**** DOKUMENT ****

Der irische Afrika-Aktivist Bob Geldof fügte hinzu: „Armes, trauriges Italien. Es muss die Vorstellungskraft aber auch die Seele dieser schönen Nation quälen, dass ihre Wirtschaft sich in einem offenbar so desaströsen Zustand befindet, dass sie von Armen stehlen, die Kranken berauben und die Bildung aus den Köpfen der Jugend reißen muss. Schämt Euch! Eure Regierung blamiert Euch!"

Wie effektiv ist die Unterstützung? Deutschland fällt von Platz 2 auf 4

Der Bericht wertet auch aus, wie effektiv das Geld eingesetzt und die Hilfe mit anderen Gebern abgestimmt wird. ONE mahnt hier mehr Anstrengungen Deutschlands an: Weil sich andere G8-Staaten im letzten Jahr schneller an selbstgesteckten Zielen zu mehr Transparenz und Koordination ausrichteten, ist Deutschland im Ranking zur Effektivität der Hilfe von Platz 2 im letzten Jahr auf Platz 4 abgerutscht. Positiv sei aber hervorzuheben, dass die Bundesrepublik als erstes Land hierzu einen Nationalen Aktionsplan vorgelegt hat.

****

### ZU ERLEDIGEN
(1) Gib aus dem Textauszug zur Entwicklungshilfe alles von „Der Bericht wertet“ bis hinunter zu „Aktionsplan vorgelegt hat.“ wortgetreu wieder.
(2) Beantworte anhand des Textauszugs zur Entwicklungshilfe diese Fragen:
(a) Welches Land nennt Bob Geldof „armes, trauriges“ Land?
(b) Auf welchem Platz lag Deutschland im letzten Jahr im Ranking zur Effektivität der Hilfe?
(c) Was hat die Bundesrepublik als erstes Land vorgelegt?
(3) Warum ist Deutschland laut dem Textauszug zur Entwicklungshilfe im Ranking zur Effektivität der Hilfe auf Platz 4 abgerutscht?

**** BEREITGESTELLTE EINTRÄGE ****

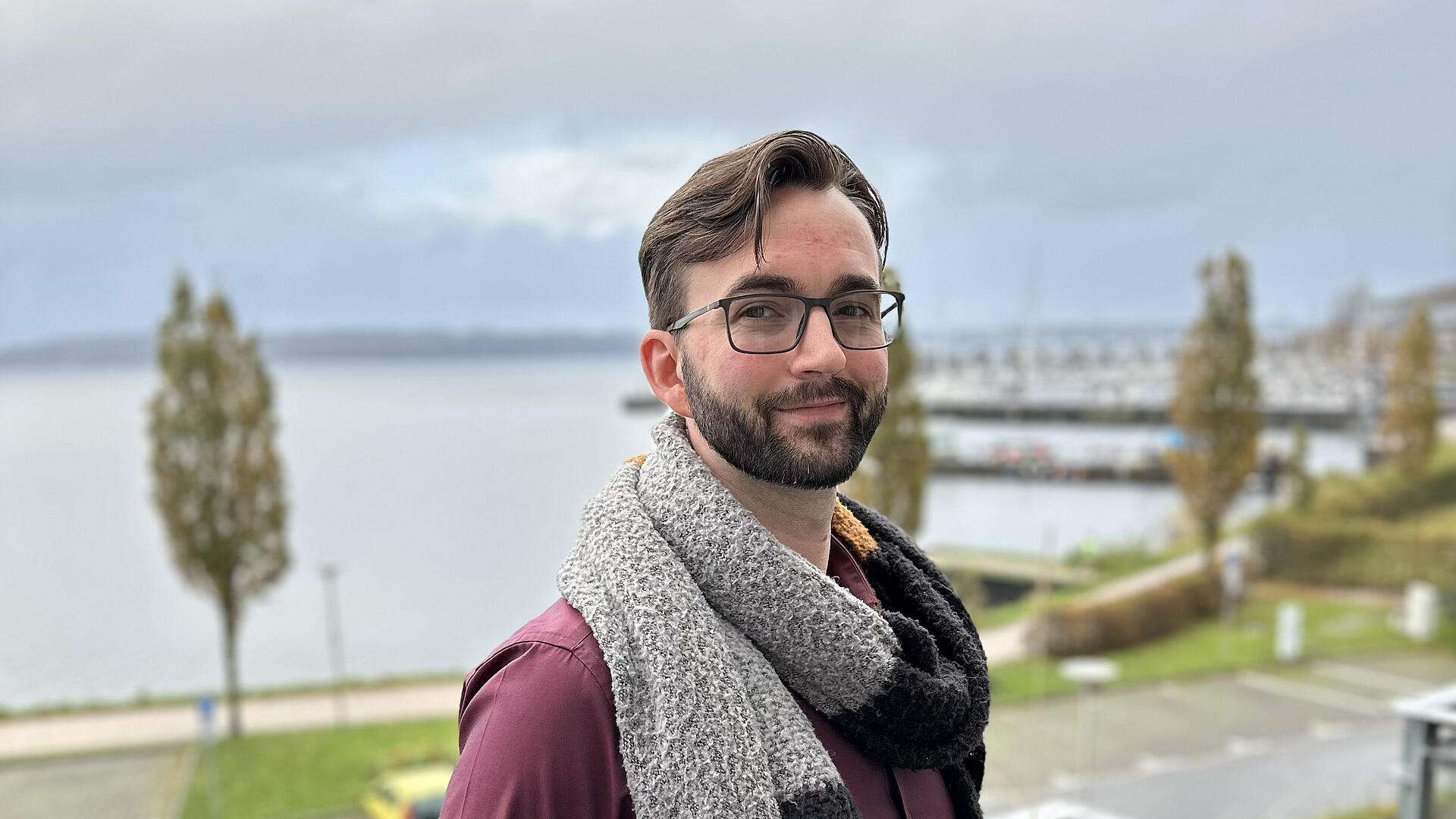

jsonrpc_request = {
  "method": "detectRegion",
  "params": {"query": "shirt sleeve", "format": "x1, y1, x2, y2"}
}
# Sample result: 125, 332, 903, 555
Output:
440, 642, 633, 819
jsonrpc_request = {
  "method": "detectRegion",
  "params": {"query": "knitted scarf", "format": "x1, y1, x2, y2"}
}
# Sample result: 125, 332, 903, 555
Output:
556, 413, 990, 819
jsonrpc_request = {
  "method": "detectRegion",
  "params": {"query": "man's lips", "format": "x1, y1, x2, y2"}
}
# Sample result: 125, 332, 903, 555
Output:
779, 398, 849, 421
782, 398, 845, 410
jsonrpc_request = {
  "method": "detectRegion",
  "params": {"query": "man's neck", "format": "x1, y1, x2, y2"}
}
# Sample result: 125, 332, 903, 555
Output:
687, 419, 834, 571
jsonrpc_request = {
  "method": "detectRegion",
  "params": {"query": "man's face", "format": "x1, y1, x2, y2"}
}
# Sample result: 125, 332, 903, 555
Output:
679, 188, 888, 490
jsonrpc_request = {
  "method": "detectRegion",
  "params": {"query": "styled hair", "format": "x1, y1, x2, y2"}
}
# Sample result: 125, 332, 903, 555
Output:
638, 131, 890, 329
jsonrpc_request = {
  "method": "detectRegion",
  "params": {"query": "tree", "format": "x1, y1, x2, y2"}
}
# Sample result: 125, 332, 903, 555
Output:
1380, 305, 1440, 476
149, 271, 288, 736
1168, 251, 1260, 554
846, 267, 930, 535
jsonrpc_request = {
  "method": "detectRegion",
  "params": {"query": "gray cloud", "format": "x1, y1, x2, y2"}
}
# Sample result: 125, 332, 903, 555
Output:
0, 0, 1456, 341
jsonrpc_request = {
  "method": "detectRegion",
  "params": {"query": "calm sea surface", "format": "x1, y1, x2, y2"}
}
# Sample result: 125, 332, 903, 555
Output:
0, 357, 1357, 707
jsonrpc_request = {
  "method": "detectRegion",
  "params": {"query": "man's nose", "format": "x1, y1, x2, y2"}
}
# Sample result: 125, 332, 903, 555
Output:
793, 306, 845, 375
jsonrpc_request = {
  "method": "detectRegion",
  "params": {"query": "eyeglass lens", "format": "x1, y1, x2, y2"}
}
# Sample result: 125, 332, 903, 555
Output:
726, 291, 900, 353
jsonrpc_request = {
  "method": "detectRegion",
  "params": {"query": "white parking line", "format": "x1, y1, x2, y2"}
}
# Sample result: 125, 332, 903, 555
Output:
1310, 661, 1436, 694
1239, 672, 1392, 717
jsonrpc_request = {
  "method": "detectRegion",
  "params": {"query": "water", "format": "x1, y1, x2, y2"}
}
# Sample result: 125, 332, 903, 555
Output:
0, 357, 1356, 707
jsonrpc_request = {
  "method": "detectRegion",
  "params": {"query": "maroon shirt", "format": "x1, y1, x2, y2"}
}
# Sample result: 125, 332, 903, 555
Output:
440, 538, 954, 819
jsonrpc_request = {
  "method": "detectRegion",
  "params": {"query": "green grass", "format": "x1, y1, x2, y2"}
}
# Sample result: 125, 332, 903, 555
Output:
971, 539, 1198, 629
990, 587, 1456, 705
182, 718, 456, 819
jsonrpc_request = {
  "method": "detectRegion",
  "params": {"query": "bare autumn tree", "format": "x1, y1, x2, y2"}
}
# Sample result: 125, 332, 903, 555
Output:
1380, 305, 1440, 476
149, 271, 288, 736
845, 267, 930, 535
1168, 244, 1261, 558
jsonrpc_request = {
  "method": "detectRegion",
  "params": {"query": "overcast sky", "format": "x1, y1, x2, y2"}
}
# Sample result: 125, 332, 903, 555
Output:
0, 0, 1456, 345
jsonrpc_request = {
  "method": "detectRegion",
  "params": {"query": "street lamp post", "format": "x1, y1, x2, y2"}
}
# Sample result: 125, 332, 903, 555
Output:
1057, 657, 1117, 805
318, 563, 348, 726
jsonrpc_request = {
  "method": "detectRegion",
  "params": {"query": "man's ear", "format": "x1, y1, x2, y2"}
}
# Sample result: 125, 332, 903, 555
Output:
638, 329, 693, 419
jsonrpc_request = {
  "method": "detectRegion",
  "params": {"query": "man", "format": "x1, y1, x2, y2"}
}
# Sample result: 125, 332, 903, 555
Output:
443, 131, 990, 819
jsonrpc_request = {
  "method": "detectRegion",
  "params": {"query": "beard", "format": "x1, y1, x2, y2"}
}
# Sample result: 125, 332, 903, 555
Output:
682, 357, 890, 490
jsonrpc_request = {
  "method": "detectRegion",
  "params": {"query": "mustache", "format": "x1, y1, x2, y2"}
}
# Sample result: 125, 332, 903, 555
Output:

****
**** BEREITGESTELLTE EINTRÄGE ****

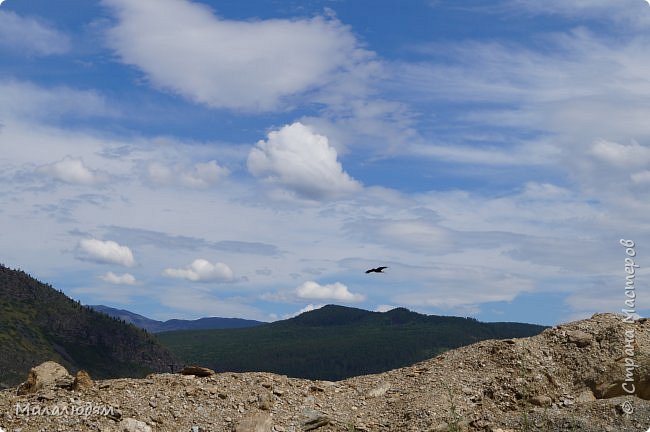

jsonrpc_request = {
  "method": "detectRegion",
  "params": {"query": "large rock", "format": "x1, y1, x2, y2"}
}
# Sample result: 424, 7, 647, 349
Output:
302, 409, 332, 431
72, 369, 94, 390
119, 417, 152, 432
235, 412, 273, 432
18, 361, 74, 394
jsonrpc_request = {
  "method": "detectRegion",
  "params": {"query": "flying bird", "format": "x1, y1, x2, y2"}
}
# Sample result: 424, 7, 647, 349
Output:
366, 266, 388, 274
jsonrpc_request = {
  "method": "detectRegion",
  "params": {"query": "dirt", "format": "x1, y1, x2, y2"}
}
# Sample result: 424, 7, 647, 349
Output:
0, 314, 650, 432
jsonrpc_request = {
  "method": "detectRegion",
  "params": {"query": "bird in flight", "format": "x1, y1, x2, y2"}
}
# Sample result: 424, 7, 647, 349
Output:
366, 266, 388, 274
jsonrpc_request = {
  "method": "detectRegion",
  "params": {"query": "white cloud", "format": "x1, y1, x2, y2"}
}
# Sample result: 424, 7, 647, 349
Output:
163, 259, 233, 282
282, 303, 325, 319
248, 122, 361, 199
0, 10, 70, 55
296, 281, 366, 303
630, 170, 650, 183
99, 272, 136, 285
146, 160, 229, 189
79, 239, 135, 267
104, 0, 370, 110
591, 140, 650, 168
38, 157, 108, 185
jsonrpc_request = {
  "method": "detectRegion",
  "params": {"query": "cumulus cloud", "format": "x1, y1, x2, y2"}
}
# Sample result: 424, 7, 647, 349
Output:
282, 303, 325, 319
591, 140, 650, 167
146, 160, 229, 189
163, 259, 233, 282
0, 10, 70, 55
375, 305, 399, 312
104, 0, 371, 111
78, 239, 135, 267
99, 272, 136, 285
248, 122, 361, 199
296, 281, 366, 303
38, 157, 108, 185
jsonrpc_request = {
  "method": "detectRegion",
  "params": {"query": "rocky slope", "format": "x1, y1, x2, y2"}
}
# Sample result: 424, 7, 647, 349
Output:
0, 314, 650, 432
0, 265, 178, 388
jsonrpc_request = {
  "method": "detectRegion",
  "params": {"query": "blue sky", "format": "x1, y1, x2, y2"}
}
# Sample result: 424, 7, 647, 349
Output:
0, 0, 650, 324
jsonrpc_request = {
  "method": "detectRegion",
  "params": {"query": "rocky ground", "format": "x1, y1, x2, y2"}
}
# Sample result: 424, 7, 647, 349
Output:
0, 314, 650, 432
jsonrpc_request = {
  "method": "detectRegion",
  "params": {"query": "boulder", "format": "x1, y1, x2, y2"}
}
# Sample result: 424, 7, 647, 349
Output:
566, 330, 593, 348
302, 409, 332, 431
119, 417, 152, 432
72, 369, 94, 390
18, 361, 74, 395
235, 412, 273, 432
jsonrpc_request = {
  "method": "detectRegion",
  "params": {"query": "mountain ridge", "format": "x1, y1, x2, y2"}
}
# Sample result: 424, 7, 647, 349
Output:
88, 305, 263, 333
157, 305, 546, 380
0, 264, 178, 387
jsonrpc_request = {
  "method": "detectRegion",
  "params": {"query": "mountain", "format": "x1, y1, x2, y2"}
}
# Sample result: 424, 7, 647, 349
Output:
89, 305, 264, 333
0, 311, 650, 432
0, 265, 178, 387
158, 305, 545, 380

****

### ERWARTETE LÖSUNGEN
(1)
Der Bericht wertet auch aus, wie effektiv das Geld eingesetzt und die Hilfe mit anderen Gebern abgestimmt wird. ONE mahnt hier mehr Anstrengungen Deutschlands an: Weil sich andere G8-Staaten im letzten Jahr schneller an selbstgesteckten Zielen zu mehr Transparenz und Koordination ausrichteten, ist Deutschland im Ranking zur Effektivität der Hilfe von Platz 2 im letzten Jahr auf Platz 4 abgerutscht. Positiv sei aber hervorzuheben, dass die Bundesrepublik als erstes Land hierzu einen Nationalen Aktionsplan vorgelegt hat.

(2)
(a) Italien
(b) Auf Platz 2
(c) Einen Nationalen Aktionsplan

(3) Andere G8-Staaten haben sich im letzten Jahr schneller an ihren selbstgesteckten Zielen zu mehr Transparenz und Koordination ausgerichtet. Deshalb fiel Deutschland von Platz 2 auf Platz 4.